In 1963, the then-former President of the United States, Dwight D. Eisenhower, addressed Defiance College in Ohio and urged his hearers to call an Article V amendatory convention. He warned that citizen-centric control, responsibility, power, and self-government were being “lost to a distant bureaucracy.” Fortunately, the Founders foresaw such a day would come, he explained, and left provisions for restoring the proper balance of government in the hands of the people.
“Those who wrote our Constitution designed a government that would be a servant, responsive to the people, managed by the people,” Eisenhower declared, reminding his hearers that, in America, government was subservient to the citizenry, not the other way around. “Their foresight was equal to their faith in the people. And through decades of growth and change their work — after the Bill of Rights — required few amendments.”
“But the founding fathers could not foresee,” he continued, “that, in the space of three lifetimes, the Republic would extend from the Atlantic three thousand miles out into the Pacific, or overleaping an independent neighbor would reach into the Arctic; or that an economy of small farms and large plantations, whose cities existed mainly as ports of entry and exit, would be transformed into massive concentrations of people forming communities without regard to county or state lines. They could not know that in less than two centuries the immensity of domestic and international affairs would tend to create in us a feeling of individual helplessness and even lead us into an unthinking abandonment of personal and local responsibility to a few men in government, giving to them a frightening power for good or evil; and almost certain to invite error or abuse.”
In other words, while the Founders knew government would inevitably grow, they could not have known the rapidity with which “a few men in government” would consolidate power.

--------

• [WORK REQUIRED]:
Can you carry on the passage about Eisenhower's 1963 address at Defiance College, starting after its final sentence? The records are separate material and have no connection to the passage about Eisenhower's 1963 address.

--------

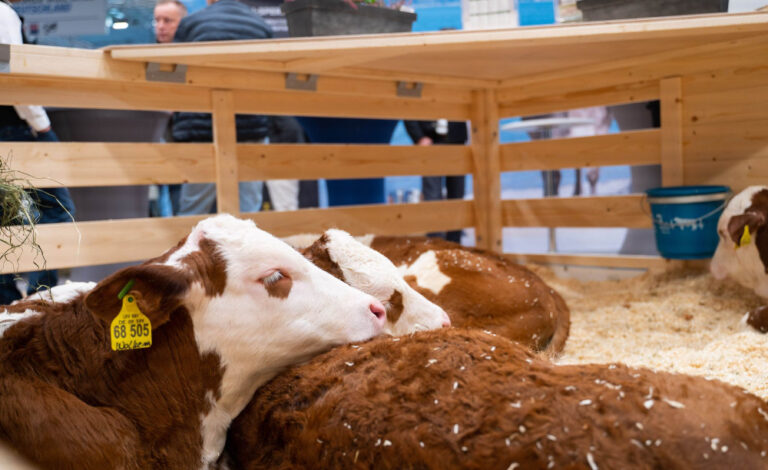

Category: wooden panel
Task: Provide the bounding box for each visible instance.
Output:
[660,77,685,186]
[501,195,652,228]
[470,90,502,252]
[504,253,669,269]
[0,216,206,273]
[0,200,475,273]
[0,74,211,111]
[499,34,768,96]
[211,90,240,215]
[501,129,661,171]
[499,81,659,117]
[0,142,214,187]
[242,199,475,237]
[237,144,472,181]
[234,90,469,121]
[10,45,471,104]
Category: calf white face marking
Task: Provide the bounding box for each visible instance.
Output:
[320,230,450,335]
[710,186,768,297]
[166,215,384,461]
[399,250,451,295]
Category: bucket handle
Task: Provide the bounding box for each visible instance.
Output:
[640,191,734,229]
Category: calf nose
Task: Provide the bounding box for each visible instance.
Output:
[368,300,387,327]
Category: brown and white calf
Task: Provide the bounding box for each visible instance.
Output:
[0,216,385,469]
[710,186,768,333]
[285,234,571,355]
[370,236,571,355]
[301,229,451,335]
[227,328,768,470]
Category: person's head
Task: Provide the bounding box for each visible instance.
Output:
[155,0,187,43]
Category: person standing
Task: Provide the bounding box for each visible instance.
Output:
[154,0,187,44]
[0,0,75,305]
[404,119,468,243]
[173,0,273,215]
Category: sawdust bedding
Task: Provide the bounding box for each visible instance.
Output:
[531,267,768,399]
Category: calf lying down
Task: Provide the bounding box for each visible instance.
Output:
[286,231,571,355]
[0,216,385,470]
[710,186,768,333]
[227,329,768,470]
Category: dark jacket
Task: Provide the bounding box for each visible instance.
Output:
[173,0,272,142]
[403,121,467,144]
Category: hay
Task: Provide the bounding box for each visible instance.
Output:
[533,267,768,399]
[0,155,74,272]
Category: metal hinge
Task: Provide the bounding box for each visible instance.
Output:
[0,44,11,73]
[285,72,317,91]
[145,62,187,83]
[397,82,424,98]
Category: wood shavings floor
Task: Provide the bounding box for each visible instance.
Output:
[531,267,768,399]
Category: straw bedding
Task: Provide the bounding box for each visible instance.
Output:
[532,267,768,399]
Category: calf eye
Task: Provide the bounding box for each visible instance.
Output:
[261,270,285,286]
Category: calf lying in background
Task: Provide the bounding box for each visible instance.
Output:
[0,216,385,470]
[301,229,451,335]
[370,236,571,355]
[710,186,768,333]
[227,328,768,470]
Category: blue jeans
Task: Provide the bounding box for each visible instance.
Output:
[0,125,75,305]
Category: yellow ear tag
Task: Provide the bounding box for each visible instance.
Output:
[737,225,752,248]
[109,295,152,351]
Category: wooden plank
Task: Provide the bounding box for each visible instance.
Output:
[0,142,472,187]
[501,195,653,228]
[0,200,475,273]
[242,199,476,237]
[0,142,214,187]
[109,14,768,63]
[499,37,768,104]
[211,90,240,215]
[0,74,211,112]
[499,34,768,93]
[237,144,472,181]
[483,90,503,253]
[501,129,661,171]
[504,253,669,269]
[470,91,493,250]
[10,45,471,103]
[499,81,659,117]
[0,216,207,273]
[234,85,469,121]
[660,77,685,186]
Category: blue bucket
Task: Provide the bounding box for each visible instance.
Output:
[646,186,731,259]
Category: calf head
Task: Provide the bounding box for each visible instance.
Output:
[710,186,768,297]
[303,229,451,335]
[85,215,385,462]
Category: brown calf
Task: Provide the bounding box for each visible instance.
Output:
[227,329,768,470]
[371,236,571,355]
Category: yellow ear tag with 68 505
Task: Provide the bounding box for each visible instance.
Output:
[109,282,152,351]
[737,225,752,248]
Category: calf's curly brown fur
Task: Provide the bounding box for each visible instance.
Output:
[228,329,768,470]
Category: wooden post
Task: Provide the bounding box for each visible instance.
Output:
[472,90,502,253]
[659,77,685,186]
[211,90,240,215]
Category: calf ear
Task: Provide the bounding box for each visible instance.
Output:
[85,264,190,329]
[728,210,765,246]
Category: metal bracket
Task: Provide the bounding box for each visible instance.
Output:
[0,44,11,73]
[145,62,187,83]
[285,72,317,91]
[397,82,424,98]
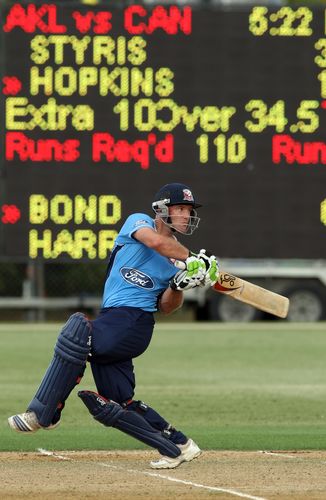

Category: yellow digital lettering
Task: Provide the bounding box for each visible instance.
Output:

--------

• [EXPECTED ANSWER]:
“Through all these developments, government more and more escapes the control of the people. Though in townships and villages, school districts and towns, citizens still make decisions for themselves, the room for decision daily shrinks because each must be made in the context of responsibility and power lost to a distant bureaucracy. Framers of the Constitution could not foresee the exact causes that might bring about such a trend but they knew that the potential danger existed. Only an inspired and educated citizenry will provide the power to keep America from following the path of earlier civilizations in which the love of country, the dedication of service to society weakened through the love of ease and the worship of affluence.”
If Eisenhower's analysis was accurate in 1963, how much more so today! Love of ease and the worship of affluence have all but emasculated dedication of service to society. We have grown accustomed to and comfortable with being dictated by the federal government, lazily abdicating responsibility.
But as Eisenhower pointed out, thanks to Article V of the Constitution, the people still possess the means necessary to correct course.
“Against the possibility that ordinary and customary processes of self-government might weaken or be found ineffective, or later laws and interpretations of original constitutional intent might conflict with the mass convictions of Americans, the Founders provided a final and decisive means of reformation and restoration by the people themselves. Through their state legislatures and without regard to the federal government, the people can demand and participate in constitutional conventions in which they can, through their own action, adopt such amendments as will reverse any trends they see as fatal to true representative government.”
“I do not here refer to any amendment presently proposed, or under consideration by the several states. Moreover, constitutional amendment is not to be lightly undertaken. But if you and your generation fortified by a superb education, with access to the knowledge and wisdom of the ages, and imbued with the spirit of our founders, decide that reformation of a radical kind becomes due — then I say, let nothing stop you! Study, examine, survey, think, consider, decide, and then — by all means — act!”
Ultimately, Eisenhower concluded, calling an Article V convention would “[maintain] and [further] the American spirit born in 1776 and confirmed in 1789,” ensure that “freedom’s flag would be more firmly nailed to the masthead of self-government," and help “the nation march on in faithful… fulfillment of her destiny.”
Sixty years later, Ike’s advice still stands. Control of our federal government is ever slipping from our grasp, but thanks to the remedy Eisenhower prescribed, We the People can “reverse any trends [we] see as fatal to true representative government.”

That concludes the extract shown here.